=== Stated exercise ===
Swap every "put a pin on" in the material below for "mark", and write the lines out again with nothing else changed.

□ □ □

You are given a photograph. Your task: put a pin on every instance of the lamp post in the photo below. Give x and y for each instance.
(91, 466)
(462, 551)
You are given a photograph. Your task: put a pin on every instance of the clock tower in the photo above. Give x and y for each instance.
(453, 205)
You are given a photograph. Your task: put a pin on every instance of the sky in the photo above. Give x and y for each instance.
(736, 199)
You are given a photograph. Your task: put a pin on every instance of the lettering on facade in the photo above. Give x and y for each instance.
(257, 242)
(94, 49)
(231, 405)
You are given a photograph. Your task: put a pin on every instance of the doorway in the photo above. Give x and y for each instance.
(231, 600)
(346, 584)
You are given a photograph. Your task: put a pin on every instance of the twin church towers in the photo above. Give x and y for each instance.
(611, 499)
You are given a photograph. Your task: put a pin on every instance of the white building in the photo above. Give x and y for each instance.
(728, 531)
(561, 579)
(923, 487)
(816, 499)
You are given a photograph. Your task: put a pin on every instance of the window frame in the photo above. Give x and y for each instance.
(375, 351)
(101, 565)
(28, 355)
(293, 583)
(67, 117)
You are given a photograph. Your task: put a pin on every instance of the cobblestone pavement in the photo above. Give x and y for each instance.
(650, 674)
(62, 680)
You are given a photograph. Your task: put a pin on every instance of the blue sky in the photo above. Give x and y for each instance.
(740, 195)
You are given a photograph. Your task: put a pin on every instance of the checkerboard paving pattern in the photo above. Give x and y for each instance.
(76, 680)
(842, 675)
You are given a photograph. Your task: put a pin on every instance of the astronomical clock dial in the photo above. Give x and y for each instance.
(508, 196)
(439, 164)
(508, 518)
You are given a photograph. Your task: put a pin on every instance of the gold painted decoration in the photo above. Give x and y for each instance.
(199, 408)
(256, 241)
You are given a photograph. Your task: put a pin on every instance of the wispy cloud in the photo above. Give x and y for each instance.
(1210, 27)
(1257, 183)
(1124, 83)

□ □ □

=== Correct answer ===
You are given a photograph. Your task: mark every instance of the lamp post in the photo below. Give x and y for each instance.
(91, 466)
(462, 551)
You are given a photograph. Your task: mark every instance of the clock tower in the photo above. Give x and y for each instance.
(453, 205)
You are given a photograph. Your task: mark every instance of the sky in the photo above. Give x and y for each instance.
(736, 199)
You are given a photograph. Your task: mark every instance of the lettering on facade in the photo above. Give x and y for each instance.
(257, 242)
(94, 49)
(231, 405)
You are given a photograph. Your task: mark every instance of the doorway in the photo above. Give x and y for each instance.
(231, 600)
(346, 584)
You are given a photograph. Your task: mark every instance of the twin church towers in the photo above. Give x and y for each instance.
(611, 499)
You are given a photograph. Your task: mark every instance of the white building in the photo above. Give x and y for each instance.
(728, 531)
(561, 579)
(923, 487)
(816, 499)
You are given a photograph. Your task: mark every instance of the window frame in the photo above. Give x and y for each instance.
(375, 351)
(101, 565)
(28, 355)
(293, 583)
(67, 117)
You are given a photograph. Your task: mark every instance of the cobblestone pavement in the photo above. Give x and y for each instance.
(650, 674)
(62, 680)
You are given a photograph. Your task: mark every instance of the blue sky in the photo above. Give x and y for each instance.
(740, 195)
You are given a photograph. Your task: mark every instance of the checkerboard paving pattern in the photo above. Give x and y for each instance.
(76, 680)
(842, 675)
You are given a photograph. Your task: mark every instance of the astronomical clock dial in the photo above. Give x and y for each instance.
(508, 196)
(439, 164)
(508, 518)
You are given a photograph. Your task: mark every instance of the gold painted decoration in the photo above. Give x and y for each instance.
(199, 408)
(256, 241)
You are given a photograph. Your task: mark every instance of the wispy cloud in the photo above. Give x and y for each instance.
(1210, 27)
(1257, 183)
(1124, 83)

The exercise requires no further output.